### Список заданий:
**a.** Отредактируйте отрывок воспоминаний, который начинается словами «В райвоенкомате мне» и заканчивается словами «раз смотрится заново.»: перепишите его, поставив «текстильную фабрику» вместо «обувную фабрику».
**b.** Перескажите короче, в виде списка, абзац воспоминаний, который открывается словами «Что-то решалось», и сохраните его главные факты.

### Исходный текст:

Вдруг случилось чудо. Приехал Межлаук, заместитель председателя Совнаркома (через год или два — расстрелянный враг народа) и сказал, что нам не надо философов. Факультет был распушен. Студентам предоставили выбрать другой факультет. Я выбрал литературный.

Оставалось решить, русское отделение или западное. Вовка сказал мне: ты никогда не будешь знать немецкую или французскую литературу, как немец или француз. Это показалось мне бесспорным. Я не читал еще Большой логики Гегеля и не знал, что любую идею (не только истинную) можно прекрасно обосновать. Мой опыт философского факультета говорил совсем другое.

Глава 4

Наплывы

Меня завораживало, захватывало великое. Но где оно? Великие люди не окружают тебя, не сидят рядышком. Я почти инстинктивно боялся запутаться в малом и сторонился всякой связи, которая могла остановить на дороге к великому. Может быть, это был здоровый страх, но рядом с ним, сплетаясь с ним, жил грубый эгоизм, страх жертвы, боли, ответственности. Мое сердце было заморожено.

Вдруг все смыло. Величие оказалось вовне, и оно позвало меня. Я одновременно стал ниже умом и шире сердцем.

Что-то решалось. Судьба Европы, судьба России, моя собственная судьба, судьба первого попавшегося соседа. И от этого знание, отделявшее от соседа, было сдуто в сторону. Даже затрепанные штампы на минуту ожили. 22 июня 1941 года Леонид Ефимович сказал: сейчас решается судьба рабочего движения на много лет вперед… Я удивился. Ни разу не слышал от него ничего подобного. Ни раньше, ни позже. Но война оправдывала штамп. Война требовала морально-политического единства жертвы со своим палачом. Ум сжался и влез в военный мундир. Зато сердце стучало, чувствуя рядом стук других сердец, и гудело от нараставшего восторга. Я совершенно перестал думать, насколько я умнее и смелее своих соседей, жующих сталинскую жвачку. Захватила и понесла вместе со всеми высшая воля. Блажен, кто посетил сей мир в его минуты роковые…

Это не гордыня, нет. Хотя я «заживо, как небожитель, из чаши их бессмертье пил». Тут не мое личное бессмертие. Я готов был хлебать его из одного котелка с двадцатью миллионами. Пространство чистой мысли разомкнулось, и я побежал в райвоенкомат.

В райвоенкомате мне предложили ждать повестки (рядовой необученный, ограниченно годный по зрению; в 42-м нормы пересмотрели, но я попал на фронт и был ранен еще до этого). Мне непременно хотелось что-то делать для войны, пусть самое простое. Я пошел в комсомольский комитет ИФЛИ, попросил взять меня снова на учет (накануне войны я снялся и прикрепился по месту жительства, как все лица без постоянной работы). Меня послали сперва подсобным рабочим на 24-й завод — там что-то строили, потом охранять обувную фабрику. И вот тут охватили, захватили и унесли с собой лунные ночи. Затемненная Москва казалась городом-призраком. Где-то над этим огромным призраком гудели немецкие самолеты, то возникая в луче прожектора, то снова развоплощаясь. Какая-то жуткая, зловещая, вынимающая душу красота. Я всегда потом говорил, что бомбежка, как великое искусство, не приедается и каждый раз смотрится заново.

### Записи для разметки ограничивающими рамками:
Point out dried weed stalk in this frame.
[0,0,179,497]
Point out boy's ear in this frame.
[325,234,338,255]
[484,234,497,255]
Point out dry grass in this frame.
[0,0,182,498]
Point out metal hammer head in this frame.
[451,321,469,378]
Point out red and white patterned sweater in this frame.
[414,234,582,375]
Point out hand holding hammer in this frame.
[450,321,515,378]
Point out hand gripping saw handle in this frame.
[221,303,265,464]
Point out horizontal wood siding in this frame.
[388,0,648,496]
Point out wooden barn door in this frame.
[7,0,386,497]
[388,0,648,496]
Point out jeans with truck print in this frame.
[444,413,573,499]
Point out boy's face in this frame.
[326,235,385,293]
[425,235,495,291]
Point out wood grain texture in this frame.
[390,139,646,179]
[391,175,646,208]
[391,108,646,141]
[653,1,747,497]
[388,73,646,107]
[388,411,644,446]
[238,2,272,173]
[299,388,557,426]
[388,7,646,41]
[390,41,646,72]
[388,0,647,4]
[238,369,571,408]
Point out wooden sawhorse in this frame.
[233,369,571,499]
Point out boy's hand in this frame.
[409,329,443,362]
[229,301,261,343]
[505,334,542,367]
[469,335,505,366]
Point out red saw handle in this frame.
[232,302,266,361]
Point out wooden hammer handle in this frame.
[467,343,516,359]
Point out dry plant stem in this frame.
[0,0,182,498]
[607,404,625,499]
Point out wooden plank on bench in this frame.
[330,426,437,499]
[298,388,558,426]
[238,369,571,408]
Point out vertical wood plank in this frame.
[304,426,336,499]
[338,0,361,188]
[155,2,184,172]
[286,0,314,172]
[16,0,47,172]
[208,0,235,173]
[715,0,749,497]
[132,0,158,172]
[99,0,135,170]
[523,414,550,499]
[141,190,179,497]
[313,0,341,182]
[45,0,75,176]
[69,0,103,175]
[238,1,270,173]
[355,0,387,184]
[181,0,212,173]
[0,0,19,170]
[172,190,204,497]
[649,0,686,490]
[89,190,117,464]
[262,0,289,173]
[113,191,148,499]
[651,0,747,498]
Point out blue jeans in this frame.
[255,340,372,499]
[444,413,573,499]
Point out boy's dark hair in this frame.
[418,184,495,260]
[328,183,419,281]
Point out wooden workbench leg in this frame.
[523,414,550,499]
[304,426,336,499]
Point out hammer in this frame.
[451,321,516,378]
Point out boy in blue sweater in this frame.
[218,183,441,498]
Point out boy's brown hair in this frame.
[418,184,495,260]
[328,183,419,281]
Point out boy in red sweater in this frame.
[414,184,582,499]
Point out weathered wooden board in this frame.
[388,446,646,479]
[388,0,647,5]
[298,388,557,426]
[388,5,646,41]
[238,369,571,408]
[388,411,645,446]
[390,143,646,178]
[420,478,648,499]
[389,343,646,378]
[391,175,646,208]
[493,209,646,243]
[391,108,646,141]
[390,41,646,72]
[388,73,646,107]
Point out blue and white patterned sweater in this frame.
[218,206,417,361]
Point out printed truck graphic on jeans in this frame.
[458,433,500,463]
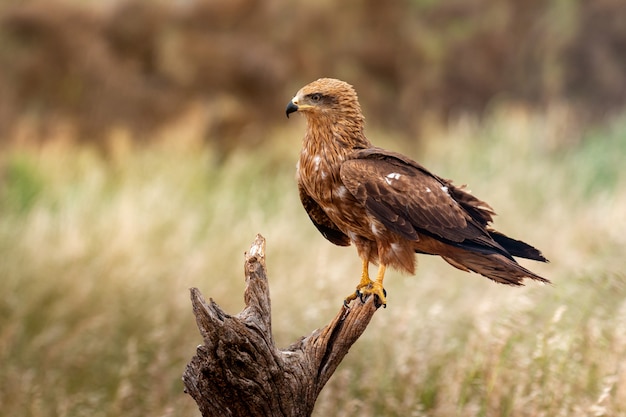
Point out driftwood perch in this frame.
[183,235,376,417]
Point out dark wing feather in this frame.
[341,149,482,242]
[298,184,350,246]
[341,148,511,258]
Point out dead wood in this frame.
[183,235,376,417]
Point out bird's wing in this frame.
[341,148,494,244]
[298,183,350,246]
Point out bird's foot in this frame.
[343,280,387,308]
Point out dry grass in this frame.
[0,112,626,416]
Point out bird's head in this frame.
[286,78,363,125]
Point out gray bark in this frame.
[183,235,377,417]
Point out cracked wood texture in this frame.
[183,235,376,417]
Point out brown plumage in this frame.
[287,78,548,305]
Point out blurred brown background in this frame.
[0,0,626,146]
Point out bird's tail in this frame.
[442,250,550,285]
[488,230,548,262]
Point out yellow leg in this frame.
[343,260,387,307]
[343,259,374,307]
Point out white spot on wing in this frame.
[335,185,348,198]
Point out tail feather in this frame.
[488,230,548,262]
[442,250,550,286]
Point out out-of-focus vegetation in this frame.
[0,0,626,151]
[0,112,626,417]
[0,0,626,417]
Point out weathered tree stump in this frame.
[183,235,377,417]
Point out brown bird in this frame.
[286,78,549,305]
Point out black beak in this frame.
[285,101,298,119]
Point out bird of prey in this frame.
[286,78,549,306]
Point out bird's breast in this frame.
[297,153,382,240]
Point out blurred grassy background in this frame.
[0,0,626,417]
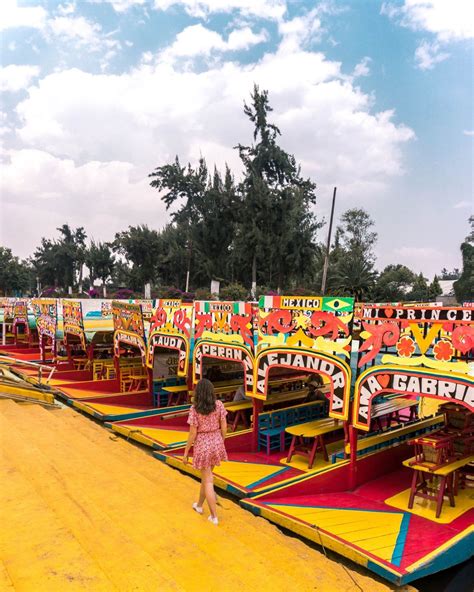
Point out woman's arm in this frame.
[183,426,197,465]
[221,417,227,440]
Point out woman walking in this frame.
[183,378,227,525]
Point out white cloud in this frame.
[8,17,414,255]
[0,150,166,257]
[415,41,449,70]
[453,200,474,210]
[278,8,322,51]
[160,24,267,60]
[58,2,76,16]
[381,0,474,41]
[98,0,146,12]
[0,0,47,31]
[0,64,39,92]
[381,0,474,70]
[48,16,102,49]
[154,0,286,20]
[352,56,372,78]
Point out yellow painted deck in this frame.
[0,400,408,592]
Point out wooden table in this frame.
[403,455,474,518]
[225,389,308,431]
[225,400,253,432]
[371,398,418,430]
[162,384,188,407]
[72,358,89,370]
[285,418,343,469]
[128,374,147,392]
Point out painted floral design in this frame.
[433,339,454,362]
[397,336,416,358]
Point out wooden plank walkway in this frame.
[0,400,408,592]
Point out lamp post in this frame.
[321,187,337,296]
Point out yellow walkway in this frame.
[0,400,408,592]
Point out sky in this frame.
[0,0,474,279]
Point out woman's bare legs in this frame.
[199,467,217,518]
[198,475,206,508]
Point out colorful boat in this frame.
[0,298,40,361]
[66,301,154,421]
[154,296,353,497]
[241,306,474,584]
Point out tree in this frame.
[33,224,87,290]
[328,208,377,300]
[408,273,430,302]
[0,247,33,296]
[84,241,115,298]
[234,85,321,295]
[149,157,236,285]
[57,224,87,292]
[428,275,443,300]
[112,224,162,291]
[331,250,377,302]
[440,267,461,280]
[32,237,62,287]
[336,208,377,264]
[453,216,474,303]
[374,264,414,302]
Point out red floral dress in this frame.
[188,401,227,469]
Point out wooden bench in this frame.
[344,415,443,455]
[285,417,344,469]
[403,455,474,518]
[258,401,328,454]
[370,396,418,431]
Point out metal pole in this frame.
[321,187,337,296]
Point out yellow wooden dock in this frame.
[0,400,408,592]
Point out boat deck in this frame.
[0,400,393,592]
[157,438,348,497]
[242,468,474,583]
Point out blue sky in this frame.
[0,0,474,278]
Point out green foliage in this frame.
[428,275,443,300]
[407,273,431,302]
[112,224,162,289]
[328,208,377,301]
[219,282,249,301]
[233,86,321,288]
[440,267,461,280]
[149,157,236,285]
[32,224,87,291]
[0,247,34,296]
[331,251,377,302]
[453,216,474,303]
[85,241,115,284]
[374,264,416,302]
[194,288,213,300]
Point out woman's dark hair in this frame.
[194,378,216,415]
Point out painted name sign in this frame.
[256,350,349,419]
[148,333,188,376]
[354,368,474,429]
[362,306,474,322]
[194,341,253,393]
[280,296,322,310]
[114,330,146,365]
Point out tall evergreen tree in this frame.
[112,224,162,291]
[149,157,236,286]
[235,85,321,295]
[84,241,115,298]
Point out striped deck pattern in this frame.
[0,401,389,592]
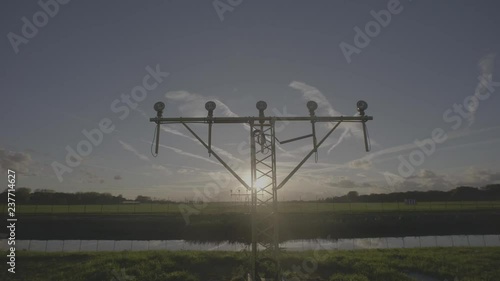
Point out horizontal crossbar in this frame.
[149,116,373,123]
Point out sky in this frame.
[0,0,500,201]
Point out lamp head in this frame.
[153,101,165,117]
[356,100,368,115]
[307,100,318,114]
[255,101,267,111]
[205,101,217,111]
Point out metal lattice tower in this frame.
[150,98,373,281]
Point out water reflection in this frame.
[0,235,500,252]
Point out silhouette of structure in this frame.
[150,101,373,281]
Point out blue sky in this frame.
[0,0,500,200]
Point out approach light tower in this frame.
[149,100,373,281]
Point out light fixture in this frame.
[205,101,217,111]
[356,100,368,113]
[256,101,267,111]
[307,100,318,114]
[153,101,165,112]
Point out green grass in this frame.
[0,247,500,281]
[0,201,500,214]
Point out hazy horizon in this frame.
[0,0,500,201]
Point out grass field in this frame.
[0,247,500,281]
[0,201,500,214]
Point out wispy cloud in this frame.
[143,140,221,165]
[118,140,151,161]
[161,125,244,163]
[289,81,363,154]
[467,53,496,127]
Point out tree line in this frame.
[323,184,500,203]
[0,184,500,205]
[0,187,167,205]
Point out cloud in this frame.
[329,177,373,189]
[165,90,238,117]
[349,159,372,170]
[0,149,34,175]
[119,140,150,161]
[289,81,363,154]
[418,169,437,179]
[467,53,496,127]
[161,126,244,163]
[460,167,500,187]
[152,164,173,175]
[160,144,220,165]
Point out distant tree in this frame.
[347,191,359,202]
[135,195,153,203]
[16,187,31,203]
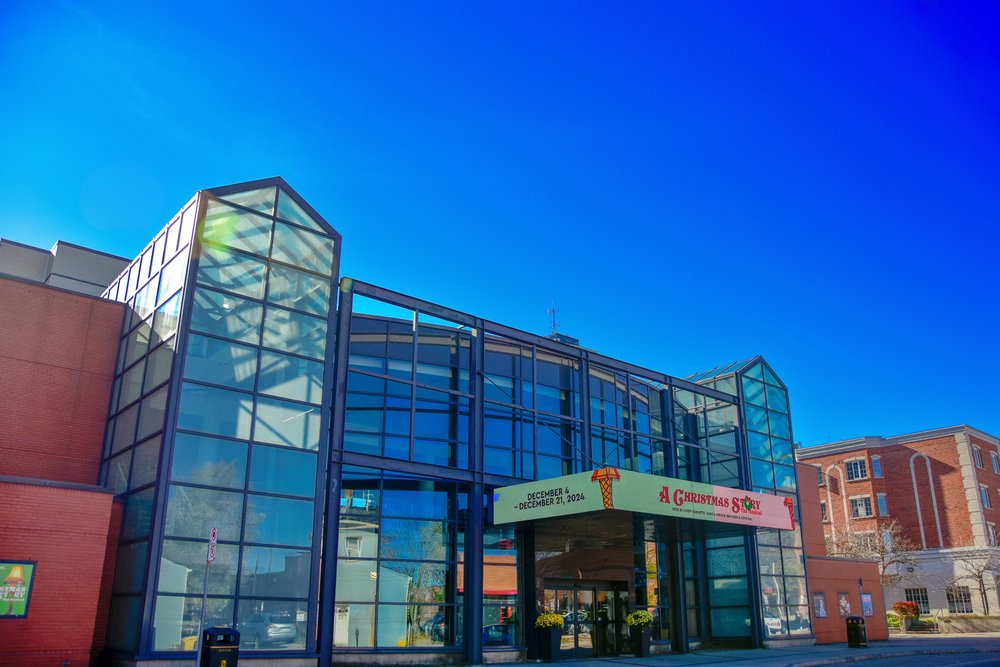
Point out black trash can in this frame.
[198,628,240,667]
[847,616,868,648]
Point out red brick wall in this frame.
[806,556,889,644]
[0,279,124,484]
[0,482,112,667]
[801,435,972,548]
[795,463,826,556]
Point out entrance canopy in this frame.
[493,468,795,530]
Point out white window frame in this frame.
[847,494,875,519]
[944,586,972,614]
[844,457,868,482]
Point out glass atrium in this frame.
[102,179,811,665]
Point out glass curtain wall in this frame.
[106,179,340,653]
[699,358,812,637]
[101,198,197,651]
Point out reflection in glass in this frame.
[191,287,264,344]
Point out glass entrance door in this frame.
[544,581,627,659]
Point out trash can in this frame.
[847,616,868,648]
[198,628,240,667]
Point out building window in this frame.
[944,586,972,614]
[844,459,868,482]
[851,496,872,519]
[903,588,931,614]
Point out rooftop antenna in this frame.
[549,302,562,336]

### Ответы к заданиям:
**a.**
В райвоенкомате мне предложили ждать повестки (рядовой необученный, ограниченно годный по зрению; в 42-м нормы пересмотрели, но я попал на фронт и был ранен еще до этого). Мне непременно хотелось что-то делать для войны, пусть самое простое. Я пошел в комсомольский комитет ИФЛИ, попросил взять меня снова на учет (накануне войны я снялся и прикрепился по месту жительства, как все лица без постоянной работы). Меня послали сперва подсобным рабочим на 24-й завод — там что-то строили, потом охранять текстильную фабрику. И вот тут охватили, захватили и унесли с собой лунные ночи. Затемненная Москва казалась городом-призраком. Где-то над этим огромным призраком гудели немецкие самолеты, то возникая в луче прожектора, то снова развоплощаясь. Какая-то жуткая, зловещая, вынимающая душу красота. Я всегда потом говорил, что бомбежка, как великое искусство, не приедается и каждый раз смотрится заново.

**b.**
- Решались судьба Европы, судьба России, моя собственная судьба и судьба любого соседа, поэтому знание, отделявшее меня от соседа, отошло в сторону.
- 22 июня 1941 года Леонид Ефимович сказал, что сейчас на много лет вперед решается судьба рабочего движения. Ни раньше, ни позже я не слышал от него ничего подобного.
- Война оправдывала штамп и требовала морально-политического единства жертвы с палачом.
- Ум сжался и влез в военный мундир, а сердце стучало рядом с другими сердцами и гудело от нараставшего восторга.
- Я перестал думать о том, что умнее и смелее соседей, и меня вместе со всеми захватила высшая воля.